>>>>

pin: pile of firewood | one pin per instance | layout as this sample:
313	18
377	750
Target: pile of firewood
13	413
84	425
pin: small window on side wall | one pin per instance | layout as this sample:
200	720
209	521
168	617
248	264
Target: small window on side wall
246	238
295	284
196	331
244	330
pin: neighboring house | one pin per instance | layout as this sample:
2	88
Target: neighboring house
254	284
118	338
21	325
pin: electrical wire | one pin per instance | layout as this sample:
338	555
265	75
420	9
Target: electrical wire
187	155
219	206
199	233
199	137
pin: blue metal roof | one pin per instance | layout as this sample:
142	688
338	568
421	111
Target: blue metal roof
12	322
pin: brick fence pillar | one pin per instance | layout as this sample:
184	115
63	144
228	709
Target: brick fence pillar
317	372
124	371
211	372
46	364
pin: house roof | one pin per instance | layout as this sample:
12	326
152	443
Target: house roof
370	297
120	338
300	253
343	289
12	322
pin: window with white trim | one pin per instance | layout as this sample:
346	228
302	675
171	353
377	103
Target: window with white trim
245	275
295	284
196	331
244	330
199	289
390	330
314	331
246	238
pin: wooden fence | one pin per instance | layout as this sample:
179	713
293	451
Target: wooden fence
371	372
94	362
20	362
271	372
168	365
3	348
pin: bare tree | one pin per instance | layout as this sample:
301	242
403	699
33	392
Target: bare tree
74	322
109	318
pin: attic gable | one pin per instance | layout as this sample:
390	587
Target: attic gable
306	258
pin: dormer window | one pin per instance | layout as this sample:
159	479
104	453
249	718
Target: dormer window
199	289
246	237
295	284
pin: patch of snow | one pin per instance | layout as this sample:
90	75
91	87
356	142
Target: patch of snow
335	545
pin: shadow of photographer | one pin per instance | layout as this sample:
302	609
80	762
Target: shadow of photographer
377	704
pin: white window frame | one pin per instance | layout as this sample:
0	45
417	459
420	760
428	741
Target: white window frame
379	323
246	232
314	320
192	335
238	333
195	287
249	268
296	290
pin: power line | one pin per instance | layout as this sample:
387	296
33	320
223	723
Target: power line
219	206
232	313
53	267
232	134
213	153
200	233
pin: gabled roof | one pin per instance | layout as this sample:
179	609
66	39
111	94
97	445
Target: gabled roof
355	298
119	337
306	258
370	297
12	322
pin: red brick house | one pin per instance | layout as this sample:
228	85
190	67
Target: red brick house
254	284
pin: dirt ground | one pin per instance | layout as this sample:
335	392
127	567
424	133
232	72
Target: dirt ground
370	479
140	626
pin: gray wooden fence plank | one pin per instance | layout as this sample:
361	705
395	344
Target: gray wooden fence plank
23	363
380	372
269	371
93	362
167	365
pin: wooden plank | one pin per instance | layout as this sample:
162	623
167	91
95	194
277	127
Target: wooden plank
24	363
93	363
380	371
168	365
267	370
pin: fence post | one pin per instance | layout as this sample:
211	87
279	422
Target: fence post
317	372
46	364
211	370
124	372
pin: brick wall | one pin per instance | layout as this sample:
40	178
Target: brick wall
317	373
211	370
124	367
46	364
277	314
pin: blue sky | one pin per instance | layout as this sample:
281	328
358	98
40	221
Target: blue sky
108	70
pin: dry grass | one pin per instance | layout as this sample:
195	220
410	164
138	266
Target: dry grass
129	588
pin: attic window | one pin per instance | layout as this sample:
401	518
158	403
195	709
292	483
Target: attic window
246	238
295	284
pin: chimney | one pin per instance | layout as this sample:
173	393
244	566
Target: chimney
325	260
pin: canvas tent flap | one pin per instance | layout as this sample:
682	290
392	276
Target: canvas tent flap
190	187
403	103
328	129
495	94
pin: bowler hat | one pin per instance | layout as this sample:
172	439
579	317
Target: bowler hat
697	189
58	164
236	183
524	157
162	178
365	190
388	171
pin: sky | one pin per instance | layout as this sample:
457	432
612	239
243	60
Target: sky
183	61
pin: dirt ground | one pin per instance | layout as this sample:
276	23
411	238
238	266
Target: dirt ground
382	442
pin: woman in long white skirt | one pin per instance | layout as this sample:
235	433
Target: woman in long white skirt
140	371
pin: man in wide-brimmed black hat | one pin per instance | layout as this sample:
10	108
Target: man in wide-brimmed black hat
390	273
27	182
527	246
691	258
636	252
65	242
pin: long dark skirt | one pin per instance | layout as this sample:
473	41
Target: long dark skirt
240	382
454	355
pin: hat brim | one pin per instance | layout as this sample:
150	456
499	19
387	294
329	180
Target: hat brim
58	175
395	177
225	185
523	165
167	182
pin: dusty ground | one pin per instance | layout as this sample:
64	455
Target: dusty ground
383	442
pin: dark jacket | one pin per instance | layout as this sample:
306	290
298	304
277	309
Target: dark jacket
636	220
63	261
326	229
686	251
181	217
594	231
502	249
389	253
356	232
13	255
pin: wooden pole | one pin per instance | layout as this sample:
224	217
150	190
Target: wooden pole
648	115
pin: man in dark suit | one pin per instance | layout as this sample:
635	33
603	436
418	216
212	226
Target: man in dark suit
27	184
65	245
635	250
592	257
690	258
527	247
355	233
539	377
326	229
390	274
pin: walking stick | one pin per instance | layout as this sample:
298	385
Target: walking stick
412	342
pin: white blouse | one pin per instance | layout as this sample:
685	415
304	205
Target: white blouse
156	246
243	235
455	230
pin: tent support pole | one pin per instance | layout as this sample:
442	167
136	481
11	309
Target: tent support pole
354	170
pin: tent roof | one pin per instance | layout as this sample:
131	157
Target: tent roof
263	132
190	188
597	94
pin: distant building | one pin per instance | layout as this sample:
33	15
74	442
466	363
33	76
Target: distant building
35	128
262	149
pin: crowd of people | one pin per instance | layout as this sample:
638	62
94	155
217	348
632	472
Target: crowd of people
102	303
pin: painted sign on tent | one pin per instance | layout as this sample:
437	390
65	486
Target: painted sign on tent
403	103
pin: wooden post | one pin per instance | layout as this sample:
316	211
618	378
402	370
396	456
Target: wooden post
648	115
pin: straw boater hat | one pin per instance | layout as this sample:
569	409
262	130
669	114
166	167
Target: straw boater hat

<<<<

# What is being asked:
Exactly as written, give the line containing "pin: dusty ground" and all remaining lines of the records.

# Solution to the problem:
pin: dusty ground | one pin per instance | layout as this sample:
64	455
Target: dusty ground
383	442
pin: dark jacket | one pin per instance | layout as this sample:
306	290
298	304
277	309
Target: dark jacket
636	220
63	261
326	229
686	251
181	217
594	231
502	249
389	253
356	232
13	255
pin: wooden pole | one pin per instance | layout as this sample:
224	217
150	190
Target: wooden pole
648	115
pin: man in dark suit | one pin per instance | layout as this sample:
635	33
603	436
418	216
212	226
Target: man in dark suit
27	184
65	245
635	250
592	257
690	258
527	247
355	233
539	377
326	229
390	274
pin: walking stick | one pin per instance | layout as this sample:
298	385
Target: walking stick
412	342
pin: white blouse | one pin per instance | layout as this sample:
685	415
304	205
Target: white blouse
156	246
243	235
455	230
pin: tent support pole | one pin per instance | layout as this sample:
442	167
136	481
11	309
Target: tent support pole
354	170
pin: tent roof | one pin per instance | layout as this sample:
131	157
Target: tent roof
263	132
190	188
597	94
pin: distant building | one pin per instance | layout as this sample:
33	15
74	442
466	363
33	76
Target: distant building
35	128
262	149
pin: crowd of people | one pin per instance | layout as this sample:
638	62
94	155
217	348
632	472
Target: crowd of people
102	303
pin: painted sign on tent | one pin per instance | layout as this sample:
437	390
65	486
Target: painted sign on tent
403	103
pin: wooden post | one pin per instance | layout as this sample:
316	211
618	378
402	370
396	456
Target: wooden post
648	115
pin: straw boater hat | one pin per instance | layout as this sample:
569	409
262	130
669	114
166	167
Target: straw boater hat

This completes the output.